Pick out each line in the entries below that contains the string "Query", and copy those lines in order.

--- BEGIN Data entries ---

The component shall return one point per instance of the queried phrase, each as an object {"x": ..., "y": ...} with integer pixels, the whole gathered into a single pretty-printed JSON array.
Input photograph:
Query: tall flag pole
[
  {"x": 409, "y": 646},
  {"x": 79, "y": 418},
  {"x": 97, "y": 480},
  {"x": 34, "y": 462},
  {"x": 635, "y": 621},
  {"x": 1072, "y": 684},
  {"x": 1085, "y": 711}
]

--- END Data entries ---
--- BEGIN Data entries ---

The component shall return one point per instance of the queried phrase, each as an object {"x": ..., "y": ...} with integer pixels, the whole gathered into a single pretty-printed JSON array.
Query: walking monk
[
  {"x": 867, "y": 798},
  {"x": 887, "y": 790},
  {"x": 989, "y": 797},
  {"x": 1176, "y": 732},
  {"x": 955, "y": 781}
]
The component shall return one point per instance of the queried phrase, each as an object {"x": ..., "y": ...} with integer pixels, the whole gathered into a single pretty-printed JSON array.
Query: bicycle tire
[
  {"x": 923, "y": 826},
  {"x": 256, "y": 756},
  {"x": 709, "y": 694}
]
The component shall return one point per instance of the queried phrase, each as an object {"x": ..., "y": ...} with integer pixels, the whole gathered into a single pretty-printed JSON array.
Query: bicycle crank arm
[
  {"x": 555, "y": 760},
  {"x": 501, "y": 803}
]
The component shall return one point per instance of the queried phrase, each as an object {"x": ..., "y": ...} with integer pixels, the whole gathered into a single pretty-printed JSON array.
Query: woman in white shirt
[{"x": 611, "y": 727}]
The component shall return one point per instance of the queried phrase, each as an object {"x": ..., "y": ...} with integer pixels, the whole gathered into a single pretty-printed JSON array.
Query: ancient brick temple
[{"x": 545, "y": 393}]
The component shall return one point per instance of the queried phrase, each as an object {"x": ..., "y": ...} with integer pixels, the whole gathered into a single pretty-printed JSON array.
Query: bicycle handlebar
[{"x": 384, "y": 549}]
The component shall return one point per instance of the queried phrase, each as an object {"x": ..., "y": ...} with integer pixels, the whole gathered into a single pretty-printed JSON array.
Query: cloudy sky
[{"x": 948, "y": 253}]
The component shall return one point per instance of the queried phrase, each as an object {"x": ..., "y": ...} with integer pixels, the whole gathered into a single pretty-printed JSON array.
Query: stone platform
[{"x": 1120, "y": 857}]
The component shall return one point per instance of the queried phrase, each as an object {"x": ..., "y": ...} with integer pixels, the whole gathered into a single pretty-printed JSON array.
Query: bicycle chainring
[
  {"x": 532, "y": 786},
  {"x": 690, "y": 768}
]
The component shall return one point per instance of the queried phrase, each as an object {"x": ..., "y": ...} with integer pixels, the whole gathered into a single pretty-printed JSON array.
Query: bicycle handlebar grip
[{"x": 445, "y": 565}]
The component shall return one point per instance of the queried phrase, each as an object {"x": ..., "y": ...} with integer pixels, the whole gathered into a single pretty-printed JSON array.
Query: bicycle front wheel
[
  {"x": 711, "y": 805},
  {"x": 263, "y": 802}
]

--- END Data entries ---

Output of the exercise:
Query: tall flag pole
Query: walking monk
Query: bicycle tire
Query: bicycle crank arm
Query: woman in white shirt
Query: ancient brick temple
Query: bicycle handlebar
Query: cloudy sky
Query: stone platform
Query: bicycle chainring
Query: bicycle handlebar grip
Query: bicycle front wheel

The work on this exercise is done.